* Dataset excerpts on object pointing:

+ + + + +

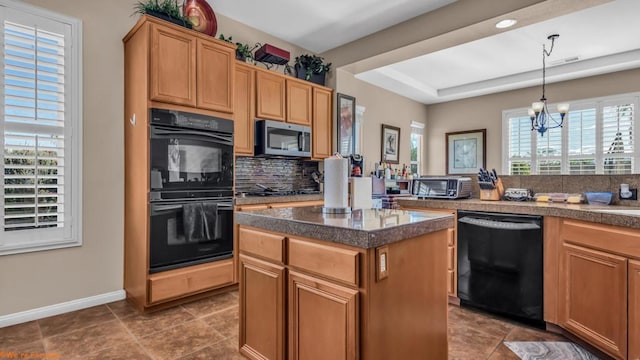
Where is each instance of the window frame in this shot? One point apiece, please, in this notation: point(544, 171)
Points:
point(597, 103)
point(24, 240)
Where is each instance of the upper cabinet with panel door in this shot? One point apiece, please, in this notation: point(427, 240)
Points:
point(189, 68)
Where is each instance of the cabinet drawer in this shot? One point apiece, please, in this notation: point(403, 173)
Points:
point(179, 282)
point(261, 244)
point(332, 262)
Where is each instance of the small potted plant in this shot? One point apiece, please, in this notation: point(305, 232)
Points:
point(311, 68)
point(168, 10)
point(243, 51)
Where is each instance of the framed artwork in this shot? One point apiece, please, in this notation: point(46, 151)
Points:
point(390, 144)
point(346, 120)
point(466, 151)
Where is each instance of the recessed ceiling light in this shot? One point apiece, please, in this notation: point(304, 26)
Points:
point(502, 24)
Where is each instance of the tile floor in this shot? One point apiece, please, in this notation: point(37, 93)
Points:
point(208, 329)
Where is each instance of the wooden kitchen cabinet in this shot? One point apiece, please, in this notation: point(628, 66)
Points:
point(172, 70)
point(299, 99)
point(322, 123)
point(452, 253)
point(634, 310)
point(215, 71)
point(262, 295)
point(270, 95)
point(185, 69)
point(323, 319)
point(593, 285)
point(244, 109)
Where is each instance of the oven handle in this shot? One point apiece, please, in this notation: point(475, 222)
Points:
point(157, 207)
point(160, 131)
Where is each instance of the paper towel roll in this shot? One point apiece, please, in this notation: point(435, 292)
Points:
point(336, 183)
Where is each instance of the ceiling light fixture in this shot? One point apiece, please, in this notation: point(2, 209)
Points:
point(503, 24)
point(541, 119)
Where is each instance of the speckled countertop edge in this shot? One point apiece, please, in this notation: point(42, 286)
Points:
point(353, 237)
point(582, 212)
point(251, 200)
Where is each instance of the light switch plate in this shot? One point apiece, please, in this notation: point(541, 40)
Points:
point(382, 263)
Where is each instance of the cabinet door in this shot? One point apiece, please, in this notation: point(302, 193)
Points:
point(593, 296)
point(215, 64)
point(322, 121)
point(172, 77)
point(270, 96)
point(313, 302)
point(262, 328)
point(243, 109)
point(299, 102)
point(634, 310)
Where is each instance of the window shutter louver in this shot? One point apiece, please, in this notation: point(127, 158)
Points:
point(617, 138)
point(581, 126)
point(520, 146)
point(34, 128)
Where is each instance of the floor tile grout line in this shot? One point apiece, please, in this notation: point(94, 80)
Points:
point(135, 338)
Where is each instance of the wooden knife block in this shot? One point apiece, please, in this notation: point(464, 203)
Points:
point(494, 194)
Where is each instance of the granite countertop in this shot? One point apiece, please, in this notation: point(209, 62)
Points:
point(571, 211)
point(251, 200)
point(364, 228)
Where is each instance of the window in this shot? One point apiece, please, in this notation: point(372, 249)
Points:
point(417, 130)
point(41, 129)
point(597, 138)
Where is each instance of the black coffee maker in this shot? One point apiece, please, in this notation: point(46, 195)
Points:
point(357, 165)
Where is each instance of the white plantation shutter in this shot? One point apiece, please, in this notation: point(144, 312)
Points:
point(40, 177)
point(617, 138)
point(581, 126)
point(598, 137)
point(520, 145)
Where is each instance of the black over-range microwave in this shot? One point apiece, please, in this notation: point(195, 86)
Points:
point(282, 139)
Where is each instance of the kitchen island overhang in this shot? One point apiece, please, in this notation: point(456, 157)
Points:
point(367, 285)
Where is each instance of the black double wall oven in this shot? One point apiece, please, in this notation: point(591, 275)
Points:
point(191, 189)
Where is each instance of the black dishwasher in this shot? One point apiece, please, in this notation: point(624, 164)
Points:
point(500, 264)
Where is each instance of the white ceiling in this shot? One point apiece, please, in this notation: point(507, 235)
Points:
point(593, 41)
point(322, 25)
point(603, 38)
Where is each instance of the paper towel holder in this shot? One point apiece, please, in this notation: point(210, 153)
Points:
point(326, 210)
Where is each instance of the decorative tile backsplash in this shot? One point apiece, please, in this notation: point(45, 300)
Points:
point(279, 174)
point(571, 184)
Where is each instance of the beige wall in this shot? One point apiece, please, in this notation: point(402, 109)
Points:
point(382, 107)
point(485, 112)
point(33, 280)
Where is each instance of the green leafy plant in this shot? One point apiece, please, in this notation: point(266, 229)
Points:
point(312, 64)
point(170, 8)
point(243, 51)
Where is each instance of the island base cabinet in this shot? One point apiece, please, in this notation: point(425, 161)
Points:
point(634, 310)
point(262, 324)
point(323, 319)
point(593, 285)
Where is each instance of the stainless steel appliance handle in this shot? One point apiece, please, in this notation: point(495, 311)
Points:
point(226, 140)
point(502, 225)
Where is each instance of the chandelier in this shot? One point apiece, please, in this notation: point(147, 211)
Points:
point(541, 119)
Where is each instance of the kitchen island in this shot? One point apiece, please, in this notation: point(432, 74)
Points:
point(369, 285)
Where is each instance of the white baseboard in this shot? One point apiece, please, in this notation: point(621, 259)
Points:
point(61, 308)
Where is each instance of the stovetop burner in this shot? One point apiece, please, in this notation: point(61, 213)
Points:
point(281, 193)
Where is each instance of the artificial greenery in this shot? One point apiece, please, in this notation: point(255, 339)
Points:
point(313, 65)
point(242, 50)
point(171, 8)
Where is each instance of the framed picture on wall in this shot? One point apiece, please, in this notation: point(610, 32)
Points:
point(466, 151)
point(346, 121)
point(390, 144)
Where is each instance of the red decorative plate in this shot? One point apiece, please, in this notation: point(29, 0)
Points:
point(201, 16)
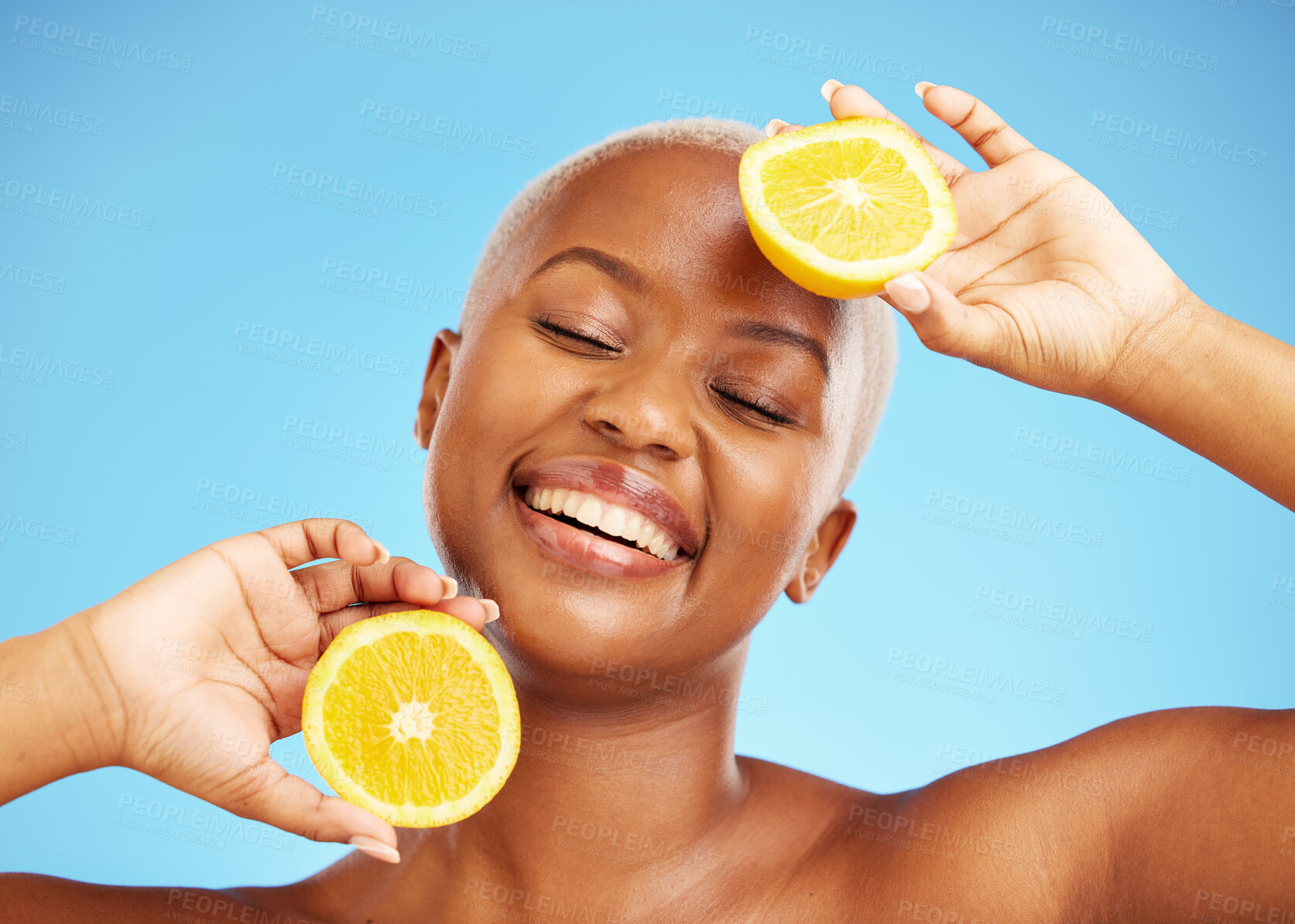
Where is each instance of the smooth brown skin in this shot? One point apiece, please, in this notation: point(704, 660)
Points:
point(1160, 817)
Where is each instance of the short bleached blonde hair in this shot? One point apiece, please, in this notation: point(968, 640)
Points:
point(879, 338)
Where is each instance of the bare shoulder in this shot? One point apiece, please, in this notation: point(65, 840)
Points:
point(51, 900)
point(1153, 817)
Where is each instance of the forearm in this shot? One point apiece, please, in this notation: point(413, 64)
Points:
point(53, 717)
point(1220, 388)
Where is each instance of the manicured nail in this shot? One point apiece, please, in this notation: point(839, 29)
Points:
point(910, 293)
point(376, 848)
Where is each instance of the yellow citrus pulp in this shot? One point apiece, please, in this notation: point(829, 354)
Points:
point(844, 206)
point(413, 717)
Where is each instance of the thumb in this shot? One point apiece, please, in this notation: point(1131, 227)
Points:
point(944, 323)
point(292, 804)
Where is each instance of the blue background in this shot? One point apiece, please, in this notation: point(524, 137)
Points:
point(130, 467)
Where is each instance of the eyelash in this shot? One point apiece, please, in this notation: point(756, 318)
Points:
point(758, 406)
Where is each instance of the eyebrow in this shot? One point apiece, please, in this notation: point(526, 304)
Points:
point(768, 333)
point(618, 269)
point(622, 272)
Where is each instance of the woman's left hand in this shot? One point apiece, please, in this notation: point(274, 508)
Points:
point(1045, 281)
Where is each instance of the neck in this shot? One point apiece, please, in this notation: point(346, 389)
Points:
point(645, 775)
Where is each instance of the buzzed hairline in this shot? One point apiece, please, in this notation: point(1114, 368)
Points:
point(879, 338)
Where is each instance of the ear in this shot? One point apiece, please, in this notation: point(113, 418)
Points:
point(435, 382)
point(824, 548)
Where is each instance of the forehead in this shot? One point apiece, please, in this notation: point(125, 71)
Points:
point(675, 213)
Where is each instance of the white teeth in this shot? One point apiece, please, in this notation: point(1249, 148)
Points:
point(604, 517)
point(633, 523)
point(590, 512)
point(613, 521)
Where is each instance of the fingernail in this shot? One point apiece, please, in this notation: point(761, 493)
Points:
point(376, 848)
point(910, 293)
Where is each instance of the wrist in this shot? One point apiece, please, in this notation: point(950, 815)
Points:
point(83, 696)
point(1160, 352)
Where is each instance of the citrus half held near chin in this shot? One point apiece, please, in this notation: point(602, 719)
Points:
point(413, 717)
point(844, 206)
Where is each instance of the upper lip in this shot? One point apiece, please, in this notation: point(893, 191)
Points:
point(622, 485)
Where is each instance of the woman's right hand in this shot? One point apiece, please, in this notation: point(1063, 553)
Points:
point(207, 659)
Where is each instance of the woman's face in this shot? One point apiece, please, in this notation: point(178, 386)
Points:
point(636, 347)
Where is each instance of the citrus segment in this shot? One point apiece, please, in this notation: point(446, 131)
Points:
point(844, 206)
point(413, 717)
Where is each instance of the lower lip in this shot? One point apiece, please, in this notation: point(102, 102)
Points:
point(588, 552)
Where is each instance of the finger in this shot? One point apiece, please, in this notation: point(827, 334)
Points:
point(307, 540)
point(471, 610)
point(779, 126)
point(939, 320)
point(340, 584)
point(289, 803)
point(982, 128)
point(848, 100)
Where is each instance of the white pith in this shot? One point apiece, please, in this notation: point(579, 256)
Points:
point(605, 517)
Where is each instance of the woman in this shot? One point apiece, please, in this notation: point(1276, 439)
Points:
point(608, 351)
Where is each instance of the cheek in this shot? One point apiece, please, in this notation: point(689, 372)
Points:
point(759, 525)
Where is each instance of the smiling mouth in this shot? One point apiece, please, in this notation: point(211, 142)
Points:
point(606, 521)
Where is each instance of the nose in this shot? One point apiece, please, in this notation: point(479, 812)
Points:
point(644, 409)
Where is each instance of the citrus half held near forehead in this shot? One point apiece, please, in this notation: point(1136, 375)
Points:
point(844, 206)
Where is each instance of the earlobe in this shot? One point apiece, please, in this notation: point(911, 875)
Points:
point(435, 382)
point(823, 550)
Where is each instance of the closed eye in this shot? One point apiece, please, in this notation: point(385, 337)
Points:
point(759, 406)
point(553, 327)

+ + + + +

* GIVEN INSTRUCTION: Give every line of the records from the one containing "Where is each instance of the closed" through the final line as a numbered list, including both of those lines and leaving out any blank lines.

* EXERCISE RESULT:
1. Where is each instance of the closed eye in this shot? One point apiece, please, in this notation: point(385, 337)
2. Points:
3. point(759, 406)
4. point(553, 327)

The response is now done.